◆ Exercise details: Rewrite the part of the listing from the line containing "For the benchmark run, find the lichen-covered" through the end of the listing, changing "lichen-covered rock" to "mossy boulder" and leaving everything else as it is.

......

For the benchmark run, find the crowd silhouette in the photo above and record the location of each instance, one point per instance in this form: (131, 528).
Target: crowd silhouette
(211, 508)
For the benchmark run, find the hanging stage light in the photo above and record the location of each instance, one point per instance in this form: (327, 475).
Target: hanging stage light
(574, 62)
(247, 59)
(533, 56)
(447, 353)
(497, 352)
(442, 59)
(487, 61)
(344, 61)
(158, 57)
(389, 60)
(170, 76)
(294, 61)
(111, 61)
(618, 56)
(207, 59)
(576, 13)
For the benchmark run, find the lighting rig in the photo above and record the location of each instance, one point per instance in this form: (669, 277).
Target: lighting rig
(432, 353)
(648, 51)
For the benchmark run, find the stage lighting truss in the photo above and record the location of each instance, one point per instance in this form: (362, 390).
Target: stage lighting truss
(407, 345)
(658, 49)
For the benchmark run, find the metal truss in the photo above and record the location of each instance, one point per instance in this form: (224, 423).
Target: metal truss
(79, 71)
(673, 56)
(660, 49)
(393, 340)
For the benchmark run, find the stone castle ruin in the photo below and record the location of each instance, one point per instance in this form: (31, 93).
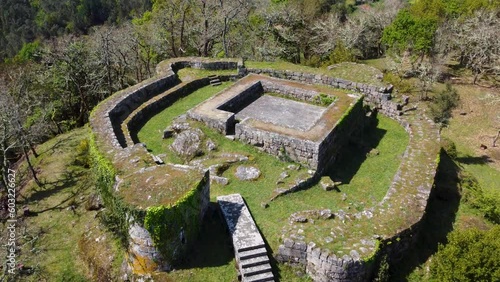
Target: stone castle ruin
(267, 108)
(307, 133)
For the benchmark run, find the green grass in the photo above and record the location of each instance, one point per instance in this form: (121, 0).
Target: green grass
(48, 240)
(190, 73)
(349, 71)
(152, 131)
(366, 180)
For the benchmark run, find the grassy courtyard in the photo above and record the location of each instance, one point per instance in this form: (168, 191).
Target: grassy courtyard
(365, 181)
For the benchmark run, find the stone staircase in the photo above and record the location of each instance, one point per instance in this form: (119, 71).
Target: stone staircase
(214, 80)
(249, 247)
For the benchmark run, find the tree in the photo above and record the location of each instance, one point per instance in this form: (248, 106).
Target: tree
(469, 255)
(410, 32)
(476, 40)
(443, 103)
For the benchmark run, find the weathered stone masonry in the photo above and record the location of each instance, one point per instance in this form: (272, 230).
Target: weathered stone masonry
(321, 264)
(134, 105)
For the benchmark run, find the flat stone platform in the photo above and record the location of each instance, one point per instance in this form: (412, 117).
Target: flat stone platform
(282, 112)
(249, 247)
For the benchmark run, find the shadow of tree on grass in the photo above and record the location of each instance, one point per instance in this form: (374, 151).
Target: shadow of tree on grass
(354, 154)
(213, 247)
(437, 222)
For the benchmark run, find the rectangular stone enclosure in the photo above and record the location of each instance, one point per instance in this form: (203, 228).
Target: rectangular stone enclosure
(306, 133)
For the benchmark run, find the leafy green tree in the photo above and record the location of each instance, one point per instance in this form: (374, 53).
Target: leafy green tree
(410, 32)
(443, 103)
(470, 255)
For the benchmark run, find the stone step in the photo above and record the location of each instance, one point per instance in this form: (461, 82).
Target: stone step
(254, 261)
(251, 247)
(256, 270)
(264, 277)
(253, 253)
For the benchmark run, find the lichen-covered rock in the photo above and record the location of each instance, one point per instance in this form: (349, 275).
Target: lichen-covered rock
(211, 146)
(247, 173)
(94, 202)
(219, 180)
(327, 183)
(187, 143)
(168, 132)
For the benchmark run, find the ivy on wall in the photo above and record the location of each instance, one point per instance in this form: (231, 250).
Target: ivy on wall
(174, 227)
(117, 214)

......

◆ Exercise response:
For the benchmark run, find the mossy boulder in the photo above and record the location of each instance, one point per instance in this form: (349, 275).
Target: mossy boulder
(211, 146)
(247, 173)
(94, 202)
(219, 180)
(327, 183)
(187, 143)
(168, 132)
For the benchmark run, find the ivy on wall in the photo above and record the location of each instance, one point per instance in this form: (231, 250).
Target: ivy on wall
(174, 227)
(117, 214)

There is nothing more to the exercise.